Work instructions:
Render every line of the listing below as a JSON array of strings, one string per line, with blank lines skipped and the pictures left out.

Stored data:
** START **
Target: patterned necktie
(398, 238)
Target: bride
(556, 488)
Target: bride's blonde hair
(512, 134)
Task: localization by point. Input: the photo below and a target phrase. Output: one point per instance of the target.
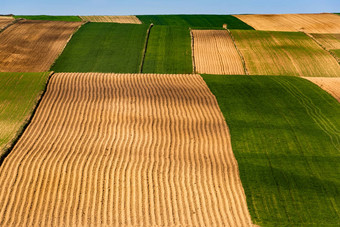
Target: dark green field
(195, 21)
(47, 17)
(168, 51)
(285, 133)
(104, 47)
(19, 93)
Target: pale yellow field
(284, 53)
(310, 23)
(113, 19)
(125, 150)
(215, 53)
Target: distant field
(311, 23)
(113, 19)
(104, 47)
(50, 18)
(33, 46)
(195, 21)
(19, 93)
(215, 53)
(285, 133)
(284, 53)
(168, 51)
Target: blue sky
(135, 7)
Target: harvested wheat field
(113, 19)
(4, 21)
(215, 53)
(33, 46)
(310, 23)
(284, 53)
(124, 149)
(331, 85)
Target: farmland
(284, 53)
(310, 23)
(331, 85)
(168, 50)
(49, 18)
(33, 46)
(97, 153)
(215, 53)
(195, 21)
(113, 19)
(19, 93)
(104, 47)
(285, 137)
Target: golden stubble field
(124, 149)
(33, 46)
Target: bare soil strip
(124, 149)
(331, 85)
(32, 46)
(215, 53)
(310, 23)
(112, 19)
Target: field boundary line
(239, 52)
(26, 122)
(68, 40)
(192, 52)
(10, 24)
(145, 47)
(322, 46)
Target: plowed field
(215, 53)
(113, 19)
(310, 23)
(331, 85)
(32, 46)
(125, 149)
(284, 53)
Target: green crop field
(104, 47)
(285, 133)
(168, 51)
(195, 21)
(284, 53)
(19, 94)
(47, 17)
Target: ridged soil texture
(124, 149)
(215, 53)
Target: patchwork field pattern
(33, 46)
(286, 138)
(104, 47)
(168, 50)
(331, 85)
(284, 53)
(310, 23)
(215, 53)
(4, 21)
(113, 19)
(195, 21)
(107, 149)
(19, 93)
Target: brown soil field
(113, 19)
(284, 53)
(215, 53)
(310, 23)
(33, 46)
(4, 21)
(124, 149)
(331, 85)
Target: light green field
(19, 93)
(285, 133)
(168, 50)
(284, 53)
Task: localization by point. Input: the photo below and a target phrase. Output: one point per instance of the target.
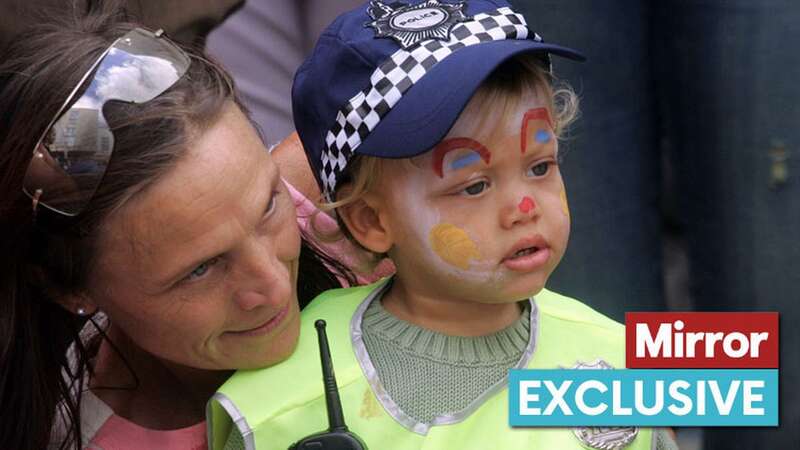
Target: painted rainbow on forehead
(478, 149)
** END **
Written solution:
[
  "Target: patterned necktie",
  "(398, 238)",
  "Target: bride",
  "(556, 488)",
  "Target: bride's blonde hair",
  "(512, 134)",
  "Task: localization by point. Input: the photo below and a target phrase. Output: one point per instance of the target.",
  "Target: dark green field",
  "(195, 21)",
  "(47, 17)",
  "(168, 51)",
  "(285, 133)",
  "(104, 47)",
  "(19, 93)",
  "Target: pale yellow field",
  "(284, 53)",
  "(310, 23)",
  "(113, 19)",
  "(125, 150)",
  "(215, 53)",
  "Target: distant field",
  "(311, 23)",
  "(113, 19)",
  "(104, 47)",
  "(50, 18)",
  "(33, 46)",
  "(195, 21)",
  "(19, 93)",
  "(215, 53)",
  "(285, 133)",
  "(284, 53)",
  "(168, 51)",
  "Target: blue sky",
  "(135, 7)",
  "Target: harvested wheat field",
  "(113, 19)",
  "(4, 21)",
  "(215, 53)",
  "(33, 46)",
  "(310, 23)",
  "(284, 53)",
  "(124, 149)",
  "(331, 85)",
  "Target: farmland",
  "(284, 53)",
  "(310, 23)",
  "(331, 85)",
  "(168, 50)",
  "(49, 18)",
  "(33, 46)",
  "(97, 153)",
  "(215, 53)",
  "(195, 21)",
  "(113, 19)",
  "(19, 93)",
  "(104, 47)",
  "(285, 137)",
  "Target: golden stubble field",
  "(124, 149)",
  "(33, 46)",
  "Target: bare soil strip",
  "(124, 149)",
  "(331, 85)",
  "(32, 46)",
  "(215, 53)",
  "(310, 23)",
  "(112, 19)",
  "Target: field boundary line",
  "(239, 52)",
  "(26, 122)",
  "(68, 40)",
  "(192, 52)",
  "(10, 24)",
  "(145, 47)",
  "(322, 46)",
  "Target: plowed field",
  "(215, 53)",
  "(113, 19)",
  "(310, 23)",
  "(331, 85)",
  "(32, 46)",
  "(125, 149)",
  "(284, 53)",
  "Target: green crop field",
  "(104, 47)",
  "(285, 133)",
  "(168, 51)",
  "(195, 21)",
  "(284, 53)",
  "(19, 94)",
  "(47, 17)",
  "Target: ridged soil texture",
  "(124, 149)",
  "(215, 53)",
  "Target: patchwork field pattern",
  "(33, 46)",
  "(286, 138)",
  "(104, 47)",
  "(168, 50)",
  "(331, 85)",
  "(284, 53)",
  "(310, 23)",
  "(215, 53)",
  "(4, 21)",
  "(113, 19)",
  "(195, 21)",
  "(107, 149)",
  "(19, 93)",
  "Target: brown soil field",
  "(113, 19)",
  "(284, 53)",
  "(215, 53)",
  "(310, 23)",
  "(33, 46)",
  "(4, 21)",
  "(124, 149)",
  "(331, 85)",
  "Target: light green field",
  "(19, 93)",
  "(285, 133)",
  "(168, 50)",
  "(284, 53)",
  "Task: localization by point. Input: the photo below and a target phrase. Output: one point per instance of the target.",
  "Target: painted rainbow on forehead",
  "(478, 149)"
]